§ Instructions to follow
Give back every line exactly as it appears, pictures excluded.
--- Start Record excerpts ---
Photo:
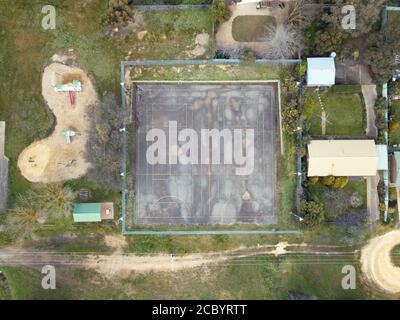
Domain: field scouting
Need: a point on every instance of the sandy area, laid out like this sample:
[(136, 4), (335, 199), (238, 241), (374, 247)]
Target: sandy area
--- End Record excerpts ---
§ Answer for the task
Photo:
Domain: field scouting
Need: a point on every instance of the sandy area, laid out like this sample:
[(136, 4), (335, 199), (238, 241), (374, 247)]
Target: sandy area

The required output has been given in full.